**EXERCISE PROMPT:**
Scan the data for "window" and copy each matching line.

**Collection entries:**
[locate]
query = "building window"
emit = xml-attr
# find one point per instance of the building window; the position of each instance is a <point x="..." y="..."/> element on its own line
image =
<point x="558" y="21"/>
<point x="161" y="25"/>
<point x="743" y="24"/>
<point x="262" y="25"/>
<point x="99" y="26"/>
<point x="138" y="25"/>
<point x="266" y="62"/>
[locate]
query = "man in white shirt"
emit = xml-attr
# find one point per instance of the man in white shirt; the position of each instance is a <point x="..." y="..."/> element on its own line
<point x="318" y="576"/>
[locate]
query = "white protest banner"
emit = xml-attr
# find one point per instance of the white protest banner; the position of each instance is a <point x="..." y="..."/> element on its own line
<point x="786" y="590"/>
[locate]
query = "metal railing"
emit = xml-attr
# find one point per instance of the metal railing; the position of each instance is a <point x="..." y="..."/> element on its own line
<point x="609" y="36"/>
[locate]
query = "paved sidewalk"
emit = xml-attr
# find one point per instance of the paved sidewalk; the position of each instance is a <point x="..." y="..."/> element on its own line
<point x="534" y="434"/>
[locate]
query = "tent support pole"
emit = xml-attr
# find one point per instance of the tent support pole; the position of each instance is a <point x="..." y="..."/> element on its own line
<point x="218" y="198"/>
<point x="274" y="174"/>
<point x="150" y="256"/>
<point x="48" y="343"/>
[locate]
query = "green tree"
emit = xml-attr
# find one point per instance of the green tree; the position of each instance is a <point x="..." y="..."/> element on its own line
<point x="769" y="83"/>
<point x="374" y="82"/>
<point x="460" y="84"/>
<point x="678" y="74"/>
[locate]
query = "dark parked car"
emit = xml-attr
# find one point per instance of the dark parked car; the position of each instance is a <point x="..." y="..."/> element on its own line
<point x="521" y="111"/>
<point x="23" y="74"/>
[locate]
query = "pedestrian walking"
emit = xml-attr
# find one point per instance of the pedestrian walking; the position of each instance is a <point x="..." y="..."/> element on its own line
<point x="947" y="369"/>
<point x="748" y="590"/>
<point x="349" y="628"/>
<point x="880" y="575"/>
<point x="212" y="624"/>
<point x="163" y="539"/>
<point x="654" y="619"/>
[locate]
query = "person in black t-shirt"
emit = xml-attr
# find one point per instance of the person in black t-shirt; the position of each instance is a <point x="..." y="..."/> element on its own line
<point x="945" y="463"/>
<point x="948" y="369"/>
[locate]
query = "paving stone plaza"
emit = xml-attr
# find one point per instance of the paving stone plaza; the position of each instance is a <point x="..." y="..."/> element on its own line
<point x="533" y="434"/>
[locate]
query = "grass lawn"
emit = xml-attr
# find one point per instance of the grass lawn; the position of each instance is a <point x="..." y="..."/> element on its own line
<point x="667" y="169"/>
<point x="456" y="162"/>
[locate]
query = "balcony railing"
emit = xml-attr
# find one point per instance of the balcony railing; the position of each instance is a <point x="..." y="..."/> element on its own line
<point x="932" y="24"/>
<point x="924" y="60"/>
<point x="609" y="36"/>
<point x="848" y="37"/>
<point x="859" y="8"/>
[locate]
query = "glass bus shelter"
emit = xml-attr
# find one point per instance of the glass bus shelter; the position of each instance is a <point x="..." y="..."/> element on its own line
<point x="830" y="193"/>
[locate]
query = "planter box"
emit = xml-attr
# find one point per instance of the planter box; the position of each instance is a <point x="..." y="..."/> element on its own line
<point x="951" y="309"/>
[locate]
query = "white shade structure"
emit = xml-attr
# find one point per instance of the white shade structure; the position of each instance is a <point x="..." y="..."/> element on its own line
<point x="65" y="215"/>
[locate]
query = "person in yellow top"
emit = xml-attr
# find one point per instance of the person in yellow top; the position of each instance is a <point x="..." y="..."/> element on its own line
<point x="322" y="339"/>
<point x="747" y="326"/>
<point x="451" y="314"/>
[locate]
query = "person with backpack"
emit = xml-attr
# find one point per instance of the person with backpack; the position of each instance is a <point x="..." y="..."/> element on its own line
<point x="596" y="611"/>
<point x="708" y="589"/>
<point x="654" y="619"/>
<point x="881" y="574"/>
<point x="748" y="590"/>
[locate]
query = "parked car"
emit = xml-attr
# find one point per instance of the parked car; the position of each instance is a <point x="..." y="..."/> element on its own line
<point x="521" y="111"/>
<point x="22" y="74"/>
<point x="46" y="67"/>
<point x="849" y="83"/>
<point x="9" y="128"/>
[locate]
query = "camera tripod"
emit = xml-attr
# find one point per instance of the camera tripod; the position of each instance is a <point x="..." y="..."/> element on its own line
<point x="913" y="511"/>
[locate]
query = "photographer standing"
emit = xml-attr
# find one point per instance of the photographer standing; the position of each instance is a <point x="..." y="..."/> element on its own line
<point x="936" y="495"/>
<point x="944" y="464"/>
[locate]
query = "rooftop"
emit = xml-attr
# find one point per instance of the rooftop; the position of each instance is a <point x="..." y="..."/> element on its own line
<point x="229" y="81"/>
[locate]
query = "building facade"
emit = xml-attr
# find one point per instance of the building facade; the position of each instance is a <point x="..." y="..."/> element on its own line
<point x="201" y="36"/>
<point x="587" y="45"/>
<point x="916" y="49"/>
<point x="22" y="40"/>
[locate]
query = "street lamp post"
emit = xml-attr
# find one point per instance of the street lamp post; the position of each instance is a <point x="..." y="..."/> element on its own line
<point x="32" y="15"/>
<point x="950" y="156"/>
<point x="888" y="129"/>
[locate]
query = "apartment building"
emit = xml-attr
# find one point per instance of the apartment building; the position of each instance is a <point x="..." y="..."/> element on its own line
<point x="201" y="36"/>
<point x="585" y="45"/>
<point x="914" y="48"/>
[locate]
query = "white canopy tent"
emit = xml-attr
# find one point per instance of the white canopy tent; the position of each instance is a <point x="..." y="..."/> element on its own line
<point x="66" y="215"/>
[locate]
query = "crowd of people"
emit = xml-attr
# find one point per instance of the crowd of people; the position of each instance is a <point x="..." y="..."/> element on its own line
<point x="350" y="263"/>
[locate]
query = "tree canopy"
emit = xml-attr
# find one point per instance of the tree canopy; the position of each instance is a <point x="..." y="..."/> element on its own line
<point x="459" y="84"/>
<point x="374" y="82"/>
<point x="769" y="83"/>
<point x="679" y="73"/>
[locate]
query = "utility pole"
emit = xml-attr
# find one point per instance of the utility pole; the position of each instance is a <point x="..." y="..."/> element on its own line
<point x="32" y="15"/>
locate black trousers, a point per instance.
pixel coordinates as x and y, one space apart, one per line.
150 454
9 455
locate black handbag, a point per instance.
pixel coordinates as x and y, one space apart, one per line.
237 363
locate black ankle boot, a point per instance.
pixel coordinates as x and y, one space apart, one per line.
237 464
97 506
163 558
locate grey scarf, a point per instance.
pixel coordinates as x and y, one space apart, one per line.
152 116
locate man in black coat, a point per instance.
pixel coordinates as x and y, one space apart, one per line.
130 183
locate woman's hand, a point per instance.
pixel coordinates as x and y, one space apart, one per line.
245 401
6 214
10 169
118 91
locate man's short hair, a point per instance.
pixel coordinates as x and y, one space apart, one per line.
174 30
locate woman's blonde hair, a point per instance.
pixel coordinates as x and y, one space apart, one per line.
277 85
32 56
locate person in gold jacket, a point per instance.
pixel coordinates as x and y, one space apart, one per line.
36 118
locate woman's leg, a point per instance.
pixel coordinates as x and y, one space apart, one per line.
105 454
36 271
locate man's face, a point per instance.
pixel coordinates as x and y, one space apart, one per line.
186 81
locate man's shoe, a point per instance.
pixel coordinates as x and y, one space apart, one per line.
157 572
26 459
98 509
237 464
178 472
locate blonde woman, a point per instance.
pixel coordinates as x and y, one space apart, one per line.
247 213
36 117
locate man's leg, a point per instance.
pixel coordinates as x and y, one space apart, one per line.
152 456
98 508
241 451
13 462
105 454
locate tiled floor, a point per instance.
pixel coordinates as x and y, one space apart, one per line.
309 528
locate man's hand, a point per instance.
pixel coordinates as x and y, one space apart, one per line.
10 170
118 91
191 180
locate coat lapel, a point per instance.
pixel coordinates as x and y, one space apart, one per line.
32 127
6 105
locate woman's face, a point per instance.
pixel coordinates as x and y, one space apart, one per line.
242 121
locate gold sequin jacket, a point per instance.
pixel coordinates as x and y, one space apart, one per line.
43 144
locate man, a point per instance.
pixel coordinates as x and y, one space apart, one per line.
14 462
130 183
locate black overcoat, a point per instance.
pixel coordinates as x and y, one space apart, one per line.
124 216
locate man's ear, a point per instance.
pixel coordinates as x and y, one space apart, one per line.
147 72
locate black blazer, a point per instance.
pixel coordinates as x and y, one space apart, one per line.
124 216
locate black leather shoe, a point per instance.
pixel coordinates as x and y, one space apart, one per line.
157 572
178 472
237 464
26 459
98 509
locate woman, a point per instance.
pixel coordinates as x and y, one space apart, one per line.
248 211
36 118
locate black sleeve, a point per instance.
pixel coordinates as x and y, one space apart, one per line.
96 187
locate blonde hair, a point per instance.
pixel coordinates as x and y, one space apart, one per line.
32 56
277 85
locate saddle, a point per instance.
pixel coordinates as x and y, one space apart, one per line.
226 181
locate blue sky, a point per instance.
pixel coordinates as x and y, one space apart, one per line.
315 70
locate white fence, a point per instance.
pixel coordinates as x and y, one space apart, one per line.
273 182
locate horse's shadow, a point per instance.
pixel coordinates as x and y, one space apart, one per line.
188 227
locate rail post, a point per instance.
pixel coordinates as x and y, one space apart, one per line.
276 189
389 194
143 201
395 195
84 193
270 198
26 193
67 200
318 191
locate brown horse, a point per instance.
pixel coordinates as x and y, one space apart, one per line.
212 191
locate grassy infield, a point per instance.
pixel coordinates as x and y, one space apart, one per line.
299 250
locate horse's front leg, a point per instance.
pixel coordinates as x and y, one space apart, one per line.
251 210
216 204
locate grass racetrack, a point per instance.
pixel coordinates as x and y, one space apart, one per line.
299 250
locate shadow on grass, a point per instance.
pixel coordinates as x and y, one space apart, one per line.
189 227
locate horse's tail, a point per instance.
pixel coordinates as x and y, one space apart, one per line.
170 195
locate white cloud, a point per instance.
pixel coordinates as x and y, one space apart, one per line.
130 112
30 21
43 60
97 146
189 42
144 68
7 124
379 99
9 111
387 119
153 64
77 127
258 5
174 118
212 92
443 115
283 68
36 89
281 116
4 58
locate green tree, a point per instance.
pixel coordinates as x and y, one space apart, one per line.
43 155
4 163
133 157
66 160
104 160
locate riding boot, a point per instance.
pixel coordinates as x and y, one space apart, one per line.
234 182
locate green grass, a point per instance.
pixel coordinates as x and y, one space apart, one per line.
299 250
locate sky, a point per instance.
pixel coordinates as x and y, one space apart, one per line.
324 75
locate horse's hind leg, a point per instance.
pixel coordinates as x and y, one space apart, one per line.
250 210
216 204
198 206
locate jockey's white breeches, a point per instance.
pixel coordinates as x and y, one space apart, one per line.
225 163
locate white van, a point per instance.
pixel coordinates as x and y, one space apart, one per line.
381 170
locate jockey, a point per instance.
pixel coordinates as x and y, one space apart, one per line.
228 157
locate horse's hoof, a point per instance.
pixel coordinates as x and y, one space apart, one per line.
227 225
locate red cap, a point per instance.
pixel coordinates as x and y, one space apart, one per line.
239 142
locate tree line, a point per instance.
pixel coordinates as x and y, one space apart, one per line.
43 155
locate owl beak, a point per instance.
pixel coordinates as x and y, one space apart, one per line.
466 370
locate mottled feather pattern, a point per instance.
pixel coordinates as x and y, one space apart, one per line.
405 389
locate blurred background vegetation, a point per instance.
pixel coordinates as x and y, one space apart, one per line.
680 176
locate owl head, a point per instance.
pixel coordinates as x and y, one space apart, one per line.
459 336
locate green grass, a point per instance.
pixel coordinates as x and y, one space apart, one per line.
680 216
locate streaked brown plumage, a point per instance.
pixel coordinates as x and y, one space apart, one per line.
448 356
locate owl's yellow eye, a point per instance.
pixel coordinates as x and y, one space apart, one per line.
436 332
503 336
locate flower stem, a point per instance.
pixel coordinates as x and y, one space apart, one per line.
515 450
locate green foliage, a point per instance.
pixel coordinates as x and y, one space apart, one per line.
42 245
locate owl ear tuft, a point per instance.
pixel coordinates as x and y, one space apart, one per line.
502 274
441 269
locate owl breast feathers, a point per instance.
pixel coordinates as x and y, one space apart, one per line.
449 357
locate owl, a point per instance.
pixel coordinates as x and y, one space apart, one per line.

**EXERCISE RESPONSE:**
query = "building window"
# find one point per instance of the building window; the position of each instance is a <point x="..." y="..."/> element on its own line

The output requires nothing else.